YOUR GOAL ▸ Because the pictures are not wanted, give back only the exact text of every entry below.

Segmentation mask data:
^^^^^^^^^^^^^^^^

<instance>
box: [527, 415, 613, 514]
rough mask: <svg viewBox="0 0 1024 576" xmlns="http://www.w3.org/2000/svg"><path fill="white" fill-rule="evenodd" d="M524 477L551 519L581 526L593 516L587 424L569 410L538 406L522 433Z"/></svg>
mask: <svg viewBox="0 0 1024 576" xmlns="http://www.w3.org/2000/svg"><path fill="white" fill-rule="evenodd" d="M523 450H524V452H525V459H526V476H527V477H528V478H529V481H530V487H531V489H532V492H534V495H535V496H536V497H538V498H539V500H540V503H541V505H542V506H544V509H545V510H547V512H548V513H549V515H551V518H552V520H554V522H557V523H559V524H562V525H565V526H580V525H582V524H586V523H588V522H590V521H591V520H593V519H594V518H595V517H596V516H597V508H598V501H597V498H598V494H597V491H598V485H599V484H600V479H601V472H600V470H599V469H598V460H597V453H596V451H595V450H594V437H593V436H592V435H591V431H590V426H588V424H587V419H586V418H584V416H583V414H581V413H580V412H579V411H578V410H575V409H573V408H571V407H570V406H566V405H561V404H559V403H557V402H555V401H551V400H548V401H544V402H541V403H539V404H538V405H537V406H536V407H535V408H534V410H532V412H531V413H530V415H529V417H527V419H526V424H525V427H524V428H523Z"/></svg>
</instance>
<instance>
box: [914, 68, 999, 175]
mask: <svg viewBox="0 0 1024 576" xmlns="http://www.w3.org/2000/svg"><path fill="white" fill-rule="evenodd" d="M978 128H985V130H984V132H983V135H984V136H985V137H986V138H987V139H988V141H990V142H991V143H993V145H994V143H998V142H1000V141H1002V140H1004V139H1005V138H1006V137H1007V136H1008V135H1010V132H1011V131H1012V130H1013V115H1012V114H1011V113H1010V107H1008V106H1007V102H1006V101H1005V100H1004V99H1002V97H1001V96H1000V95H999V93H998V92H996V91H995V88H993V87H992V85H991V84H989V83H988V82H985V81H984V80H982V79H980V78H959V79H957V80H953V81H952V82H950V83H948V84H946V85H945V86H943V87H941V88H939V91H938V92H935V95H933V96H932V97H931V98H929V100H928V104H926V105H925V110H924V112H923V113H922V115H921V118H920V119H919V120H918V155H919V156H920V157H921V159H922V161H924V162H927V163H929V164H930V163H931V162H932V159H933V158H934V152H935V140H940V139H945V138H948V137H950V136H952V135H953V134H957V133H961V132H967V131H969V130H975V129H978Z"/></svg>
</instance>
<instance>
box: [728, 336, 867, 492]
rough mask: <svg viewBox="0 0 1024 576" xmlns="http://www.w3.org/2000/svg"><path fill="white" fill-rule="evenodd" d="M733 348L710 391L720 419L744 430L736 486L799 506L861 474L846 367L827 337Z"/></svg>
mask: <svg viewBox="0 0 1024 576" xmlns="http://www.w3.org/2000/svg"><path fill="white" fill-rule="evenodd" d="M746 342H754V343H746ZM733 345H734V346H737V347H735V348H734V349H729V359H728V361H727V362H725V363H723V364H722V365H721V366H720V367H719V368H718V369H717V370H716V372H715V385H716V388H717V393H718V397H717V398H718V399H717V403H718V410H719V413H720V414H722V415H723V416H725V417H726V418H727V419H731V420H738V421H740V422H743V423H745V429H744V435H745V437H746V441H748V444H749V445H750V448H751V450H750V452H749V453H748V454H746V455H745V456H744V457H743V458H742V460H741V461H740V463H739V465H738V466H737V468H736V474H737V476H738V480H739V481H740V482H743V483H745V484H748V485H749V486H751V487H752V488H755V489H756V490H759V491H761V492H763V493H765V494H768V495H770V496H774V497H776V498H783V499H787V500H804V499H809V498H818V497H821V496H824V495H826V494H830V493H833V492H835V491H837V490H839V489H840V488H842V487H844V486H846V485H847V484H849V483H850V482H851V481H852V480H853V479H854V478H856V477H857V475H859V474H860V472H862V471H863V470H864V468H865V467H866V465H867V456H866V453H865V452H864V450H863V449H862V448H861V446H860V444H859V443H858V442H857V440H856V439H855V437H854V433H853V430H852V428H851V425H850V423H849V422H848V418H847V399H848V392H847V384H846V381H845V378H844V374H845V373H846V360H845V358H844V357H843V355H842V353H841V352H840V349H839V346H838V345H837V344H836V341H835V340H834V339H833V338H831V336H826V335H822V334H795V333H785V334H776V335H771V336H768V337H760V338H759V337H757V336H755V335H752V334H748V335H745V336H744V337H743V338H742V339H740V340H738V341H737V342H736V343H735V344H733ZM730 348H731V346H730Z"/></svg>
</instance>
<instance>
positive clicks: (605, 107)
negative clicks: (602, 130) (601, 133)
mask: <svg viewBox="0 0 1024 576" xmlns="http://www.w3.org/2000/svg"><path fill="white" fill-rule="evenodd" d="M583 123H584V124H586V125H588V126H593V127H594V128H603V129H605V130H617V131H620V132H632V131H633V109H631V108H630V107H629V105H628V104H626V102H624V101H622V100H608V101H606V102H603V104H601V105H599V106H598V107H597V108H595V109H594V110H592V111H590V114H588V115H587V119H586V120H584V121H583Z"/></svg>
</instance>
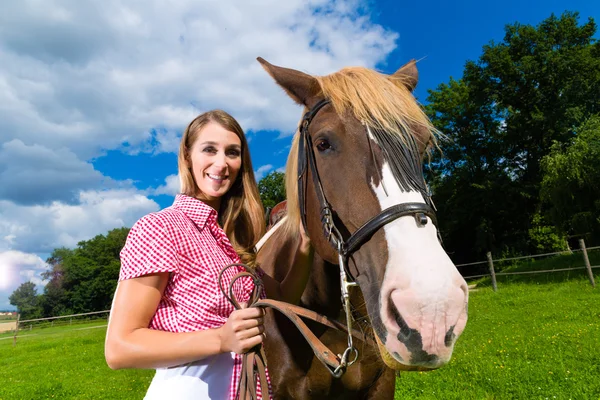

^^^^^^^^^^^^^^^^

EXERCISE ANSWER ▸
<instance>
box: [527, 415, 613, 514]
rough mask: <svg viewBox="0 0 1024 576" xmlns="http://www.w3.org/2000/svg"><path fill="white" fill-rule="evenodd" d="M524 477L551 519L581 526L593 516L587 424L569 410L538 406L522 433Z"/></svg>
mask: <svg viewBox="0 0 1024 576" xmlns="http://www.w3.org/2000/svg"><path fill="white" fill-rule="evenodd" d="M523 450H524V452H525V459H526V476H527V477H528V478H529V481H530V487H531V489H532V492H534V495H535V496H536V497H538V498H539V500H540V503H541V505H542V506H544V509H545V510H547V512H548V513H549V515H551V518H552V520H554V522H557V523H559V524H562V525H565V526H580V525H582V524H586V523H588V522H590V521H591V520H593V519H594V518H595V517H596V516H597V508H598V501H597V498H598V494H597V491H598V485H599V484H600V479H601V472H600V470H599V469H598V460H597V453H596V451H595V450H594V437H593V436H592V435H591V431H590V426H588V424H587V419H586V418H584V416H583V414H581V413H580V412H579V411H578V410H575V409H573V408H571V407H570V406H566V405H561V404H559V403H557V402H555V401H551V400H548V401H544V402H541V403H539V404H538V405H537V406H536V407H535V408H534V410H532V412H531V413H530V415H529V417H527V419H526V424H525V427H524V428H523Z"/></svg>
</instance>
<instance>
box: [914, 68, 999, 175]
mask: <svg viewBox="0 0 1024 576" xmlns="http://www.w3.org/2000/svg"><path fill="white" fill-rule="evenodd" d="M978 128H985V130H984V132H983V135H984V136H985V137H986V138H987V139H988V141H990V142H991V143H993V145H994V143H998V142H1000V141H1002V140H1004V139H1005V138H1006V137H1007V136H1008V135H1010V132H1011V131H1012V130H1013V115H1012V114H1011V113H1010V107H1008V106H1007V102H1006V101H1005V100H1004V99H1002V97H1001V96H1000V95H999V93H998V92H996V91H995V88H993V87H992V85H991V84H989V83H988V82H985V81H984V80H982V79H980V78H959V79H957V80H953V81H952V82H950V83H948V84H946V85H945V86H943V87H941V88H939V91H938V92H935V95H933V96H932V97H931V98H929V100H928V104H926V105H925V110H924V112H923V113H922V115H921V118H920V119H919V120H918V155H919V156H920V157H921V159H922V161H924V162H927V163H929V164H930V163H931V162H932V159H933V158H934V152H935V140H940V139H945V138H948V137H950V136H952V135H953V134H957V133H961V132H967V131H969V130H975V129H978Z"/></svg>
</instance>
<instance>
box: [728, 336, 867, 492]
rough mask: <svg viewBox="0 0 1024 576" xmlns="http://www.w3.org/2000/svg"><path fill="white" fill-rule="evenodd" d="M733 348L710 391L720 419L744 430L736 486L799 506L861 474L846 367L827 337Z"/></svg>
mask: <svg viewBox="0 0 1024 576" xmlns="http://www.w3.org/2000/svg"><path fill="white" fill-rule="evenodd" d="M746 342H754V343H746ZM733 345H734V346H737V347H735V348H734V349H729V359H728V361H727V362H725V363H723V364H722V365H721V366H720V367H719V368H718V369H717V370H716V372H715V385H716V388H717V393H718V397H717V398H718V399H717V403H718V410H719V413H720V414H722V415H723V416H725V417H726V418H727V419H731V420H738V421H740V422H743V423H745V429H744V435H745V437H746V441H748V444H749V445H750V448H751V450H750V452H749V453H748V454H746V455H745V456H744V457H743V458H742V460H741V461H740V463H739V465H738V466H737V468H736V474H737V476H738V480H739V481H740V482H743V483H745V484H748V485H749V486H751V487H752V488H755V489H756V490H759V491H761V492H763V493H765V494H768V495H770V496H774V497H776V498H783V499H787V500H804V499H809V498H818V497H821V496H824V495H826V494H830V493H833V492H835V491H837V490H839V489H840V488H842V487H844V486H846V485H847V484H849V483H850V482H851V481H852V480H853V479H854V478H856V477H857V475H859V474H860V472H862V471H863V470H864V468H865V467H866V465H867V456H866V453H865V452H864V450H863V449H862V448H861V446H860V444H859V443H858V442H857V440H856V439H855V437H854V433H853V430H852V428H851V425H850V423H849V422H848V418H847V399H848V392H847V384H846V381H845V378H844V374H845V373H846V360H845V358H844V357H843V355H842V353H841V352H840V349H839V346H838V345H837V344H836V341H835V340H834V339H833V338H831V336H826V335H822V334H795V333H785V334H776V335H771V336H768V337H760V338H759V337H757V336H755V335H752V334H748V335H745V336H744V337H743V338H742V339H740V340H738V341H737V342H736V343H735V344H733ZM730 348H731V346H730Z"/></svg>
</instance>
<instance>
positive clicks: (605, 107)
negative clicks: (602, 130) (601, 133)
mask: <svg viewBox="0 0 1024 576" xmlns="http://www.w3.org/2000/svg"><path fill="white" fill-rule="evenodd" d="M583 123H584V124H586V125H588V126H593V127H594V128H603V129H605V130H617V131H620V132H632V131H633V109H631V108H630V107H629V105H628V104H626V102H624V101H622V100H608V101H606V102H603V104H601V105H599V106H598V107H597V108H595V109H594V110H592V111H590V114H588V115H587V119H586V120H584V121H583Z"/></svg>
</instance>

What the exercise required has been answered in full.